Recast the lines of the entries below as a numbered list, covering only the span from the line containing "Q: For every instance of the short" through the line containing "x=823, y=679", both ends included. Omit any blank lines.

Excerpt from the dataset
------

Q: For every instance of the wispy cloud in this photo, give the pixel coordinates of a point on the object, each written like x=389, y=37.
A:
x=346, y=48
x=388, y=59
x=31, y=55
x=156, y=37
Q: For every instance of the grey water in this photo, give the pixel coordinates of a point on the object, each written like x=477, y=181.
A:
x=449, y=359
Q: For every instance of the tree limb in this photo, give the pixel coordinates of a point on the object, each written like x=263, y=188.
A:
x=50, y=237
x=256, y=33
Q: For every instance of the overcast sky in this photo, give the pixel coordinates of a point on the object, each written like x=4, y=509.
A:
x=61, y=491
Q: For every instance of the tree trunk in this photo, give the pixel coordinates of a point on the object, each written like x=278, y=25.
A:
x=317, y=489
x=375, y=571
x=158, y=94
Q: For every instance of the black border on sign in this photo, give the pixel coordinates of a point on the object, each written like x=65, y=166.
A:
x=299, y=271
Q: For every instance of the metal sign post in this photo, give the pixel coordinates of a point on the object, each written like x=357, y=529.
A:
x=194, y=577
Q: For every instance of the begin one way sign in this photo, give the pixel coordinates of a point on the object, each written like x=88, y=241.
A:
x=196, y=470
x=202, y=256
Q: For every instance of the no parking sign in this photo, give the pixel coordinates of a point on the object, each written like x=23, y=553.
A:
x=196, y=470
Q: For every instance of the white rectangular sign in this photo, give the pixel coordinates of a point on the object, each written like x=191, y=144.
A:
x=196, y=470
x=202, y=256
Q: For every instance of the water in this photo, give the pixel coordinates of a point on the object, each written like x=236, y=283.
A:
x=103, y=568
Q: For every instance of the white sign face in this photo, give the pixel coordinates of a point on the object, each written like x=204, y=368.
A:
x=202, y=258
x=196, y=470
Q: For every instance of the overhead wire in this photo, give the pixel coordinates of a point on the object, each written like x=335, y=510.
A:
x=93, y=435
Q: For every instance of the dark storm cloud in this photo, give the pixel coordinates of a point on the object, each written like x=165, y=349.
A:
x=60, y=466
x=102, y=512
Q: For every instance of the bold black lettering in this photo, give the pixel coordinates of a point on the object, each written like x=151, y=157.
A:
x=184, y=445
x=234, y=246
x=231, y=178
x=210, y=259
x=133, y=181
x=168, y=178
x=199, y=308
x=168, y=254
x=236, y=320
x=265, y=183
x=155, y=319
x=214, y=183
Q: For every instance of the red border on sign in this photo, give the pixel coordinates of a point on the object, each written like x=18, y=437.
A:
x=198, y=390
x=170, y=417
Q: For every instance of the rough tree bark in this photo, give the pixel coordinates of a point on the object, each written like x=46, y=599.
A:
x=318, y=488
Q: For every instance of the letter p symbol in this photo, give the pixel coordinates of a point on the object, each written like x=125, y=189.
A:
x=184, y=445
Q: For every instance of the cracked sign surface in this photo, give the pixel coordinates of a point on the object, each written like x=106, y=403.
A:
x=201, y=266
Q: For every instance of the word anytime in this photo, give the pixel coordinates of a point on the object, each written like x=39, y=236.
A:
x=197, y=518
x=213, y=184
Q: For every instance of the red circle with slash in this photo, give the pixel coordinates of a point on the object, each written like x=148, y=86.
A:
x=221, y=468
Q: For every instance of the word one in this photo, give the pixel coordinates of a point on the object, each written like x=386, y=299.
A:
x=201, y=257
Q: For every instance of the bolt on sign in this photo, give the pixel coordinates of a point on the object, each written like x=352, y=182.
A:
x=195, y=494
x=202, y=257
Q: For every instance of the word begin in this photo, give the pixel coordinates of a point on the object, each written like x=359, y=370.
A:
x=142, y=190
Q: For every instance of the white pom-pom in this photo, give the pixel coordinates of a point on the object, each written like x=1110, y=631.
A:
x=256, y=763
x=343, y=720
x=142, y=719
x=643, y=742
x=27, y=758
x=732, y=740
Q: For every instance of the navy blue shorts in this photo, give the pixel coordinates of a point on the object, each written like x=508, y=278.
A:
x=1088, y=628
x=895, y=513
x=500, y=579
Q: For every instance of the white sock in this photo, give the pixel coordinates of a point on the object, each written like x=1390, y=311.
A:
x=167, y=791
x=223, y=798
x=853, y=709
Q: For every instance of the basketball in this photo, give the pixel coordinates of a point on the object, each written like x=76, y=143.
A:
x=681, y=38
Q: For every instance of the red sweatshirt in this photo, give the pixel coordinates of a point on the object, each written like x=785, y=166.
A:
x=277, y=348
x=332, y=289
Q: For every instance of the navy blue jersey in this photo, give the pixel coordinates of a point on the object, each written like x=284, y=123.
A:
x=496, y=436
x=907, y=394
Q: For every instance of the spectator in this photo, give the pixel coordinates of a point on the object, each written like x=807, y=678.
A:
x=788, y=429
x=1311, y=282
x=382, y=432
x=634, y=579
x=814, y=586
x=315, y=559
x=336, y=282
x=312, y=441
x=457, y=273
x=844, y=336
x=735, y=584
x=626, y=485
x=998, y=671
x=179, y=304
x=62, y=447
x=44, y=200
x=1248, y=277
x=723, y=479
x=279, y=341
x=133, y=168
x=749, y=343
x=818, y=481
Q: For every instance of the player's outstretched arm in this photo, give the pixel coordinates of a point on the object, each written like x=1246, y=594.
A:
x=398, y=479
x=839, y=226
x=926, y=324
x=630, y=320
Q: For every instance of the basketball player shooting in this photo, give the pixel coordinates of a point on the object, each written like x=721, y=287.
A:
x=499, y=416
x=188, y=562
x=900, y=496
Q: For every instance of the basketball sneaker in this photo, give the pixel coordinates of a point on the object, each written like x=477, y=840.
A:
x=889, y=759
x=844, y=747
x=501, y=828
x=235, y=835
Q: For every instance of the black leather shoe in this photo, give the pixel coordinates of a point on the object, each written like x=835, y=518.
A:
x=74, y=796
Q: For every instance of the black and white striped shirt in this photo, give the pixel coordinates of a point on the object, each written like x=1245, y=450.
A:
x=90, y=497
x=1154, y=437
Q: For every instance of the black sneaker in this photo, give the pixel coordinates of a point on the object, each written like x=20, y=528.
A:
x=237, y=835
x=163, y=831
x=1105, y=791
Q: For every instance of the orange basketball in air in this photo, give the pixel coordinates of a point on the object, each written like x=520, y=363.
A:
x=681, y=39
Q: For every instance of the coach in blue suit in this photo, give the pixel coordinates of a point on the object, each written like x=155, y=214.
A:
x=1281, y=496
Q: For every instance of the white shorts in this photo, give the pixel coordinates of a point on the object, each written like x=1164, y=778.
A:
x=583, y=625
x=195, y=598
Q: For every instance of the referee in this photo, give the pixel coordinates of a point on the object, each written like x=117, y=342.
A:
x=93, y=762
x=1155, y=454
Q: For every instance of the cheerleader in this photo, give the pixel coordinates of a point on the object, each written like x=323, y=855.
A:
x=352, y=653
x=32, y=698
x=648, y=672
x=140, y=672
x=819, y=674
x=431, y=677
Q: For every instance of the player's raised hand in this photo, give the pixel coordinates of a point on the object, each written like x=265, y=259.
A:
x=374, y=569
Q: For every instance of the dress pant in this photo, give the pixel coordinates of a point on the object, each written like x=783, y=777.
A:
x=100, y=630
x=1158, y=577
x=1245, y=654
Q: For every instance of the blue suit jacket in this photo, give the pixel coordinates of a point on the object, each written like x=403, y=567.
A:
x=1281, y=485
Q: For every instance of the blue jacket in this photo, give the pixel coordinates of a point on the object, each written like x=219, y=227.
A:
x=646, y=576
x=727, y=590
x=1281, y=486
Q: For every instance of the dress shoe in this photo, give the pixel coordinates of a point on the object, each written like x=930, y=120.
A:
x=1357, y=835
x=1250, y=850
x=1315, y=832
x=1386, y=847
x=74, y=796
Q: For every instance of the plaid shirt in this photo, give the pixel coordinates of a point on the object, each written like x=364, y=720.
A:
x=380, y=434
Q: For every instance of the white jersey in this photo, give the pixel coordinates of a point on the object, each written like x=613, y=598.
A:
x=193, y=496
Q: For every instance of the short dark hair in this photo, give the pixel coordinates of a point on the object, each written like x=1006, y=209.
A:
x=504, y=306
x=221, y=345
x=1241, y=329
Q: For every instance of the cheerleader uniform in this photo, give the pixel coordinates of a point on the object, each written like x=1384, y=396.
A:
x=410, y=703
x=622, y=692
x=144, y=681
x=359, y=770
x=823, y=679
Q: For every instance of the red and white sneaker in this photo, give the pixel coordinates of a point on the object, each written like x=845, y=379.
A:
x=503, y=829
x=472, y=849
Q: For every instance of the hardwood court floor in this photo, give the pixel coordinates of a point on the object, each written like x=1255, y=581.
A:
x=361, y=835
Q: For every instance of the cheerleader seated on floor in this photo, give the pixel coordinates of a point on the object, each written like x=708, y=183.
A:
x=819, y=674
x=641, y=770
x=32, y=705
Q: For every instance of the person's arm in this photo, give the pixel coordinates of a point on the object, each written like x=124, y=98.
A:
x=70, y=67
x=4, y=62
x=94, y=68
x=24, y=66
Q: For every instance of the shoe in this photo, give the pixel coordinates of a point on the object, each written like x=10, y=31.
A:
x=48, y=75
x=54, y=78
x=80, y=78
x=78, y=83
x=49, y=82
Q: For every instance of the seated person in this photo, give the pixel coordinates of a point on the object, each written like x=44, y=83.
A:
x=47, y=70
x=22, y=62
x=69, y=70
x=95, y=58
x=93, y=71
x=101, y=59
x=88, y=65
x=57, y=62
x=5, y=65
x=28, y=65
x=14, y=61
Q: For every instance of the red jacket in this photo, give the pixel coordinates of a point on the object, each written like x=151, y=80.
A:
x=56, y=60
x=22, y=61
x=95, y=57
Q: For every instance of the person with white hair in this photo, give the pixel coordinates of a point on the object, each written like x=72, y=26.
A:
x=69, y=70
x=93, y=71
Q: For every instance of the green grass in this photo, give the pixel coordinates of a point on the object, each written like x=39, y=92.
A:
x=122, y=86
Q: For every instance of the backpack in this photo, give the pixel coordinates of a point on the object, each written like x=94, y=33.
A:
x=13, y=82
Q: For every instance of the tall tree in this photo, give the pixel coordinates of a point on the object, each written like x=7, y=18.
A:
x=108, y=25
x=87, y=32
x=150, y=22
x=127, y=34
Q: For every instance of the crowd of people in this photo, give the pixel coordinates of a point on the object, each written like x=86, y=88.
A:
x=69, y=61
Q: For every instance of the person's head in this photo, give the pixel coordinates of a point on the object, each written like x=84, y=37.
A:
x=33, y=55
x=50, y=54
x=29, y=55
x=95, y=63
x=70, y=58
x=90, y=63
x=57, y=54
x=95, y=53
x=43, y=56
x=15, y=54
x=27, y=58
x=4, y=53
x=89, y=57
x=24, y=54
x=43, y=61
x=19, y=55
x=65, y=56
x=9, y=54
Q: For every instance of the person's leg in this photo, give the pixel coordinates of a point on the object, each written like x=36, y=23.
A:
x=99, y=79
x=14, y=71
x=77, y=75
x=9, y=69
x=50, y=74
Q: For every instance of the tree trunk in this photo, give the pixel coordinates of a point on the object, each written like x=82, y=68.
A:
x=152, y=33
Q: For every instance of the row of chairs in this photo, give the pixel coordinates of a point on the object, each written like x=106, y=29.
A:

------

_Output of the exercise_.
1. Q: For every instance of the short dark hair in this photo, give the pixel coordinates of a point on the object, each written like x=1006, y=209.
2. A:
3. x=504, y=306
4. x=221, y=345
5. x=1241, y=329
6. Q: For every instance of the cheerleader uniform in this photo, give the pixel coordinates of a point on the object, each written like x=1384, y=396.
7. A:
8. x=410, y=703
9. x=622, y=692
10. x=144, y=681
11. x=359, y=770
12. x=823, y=679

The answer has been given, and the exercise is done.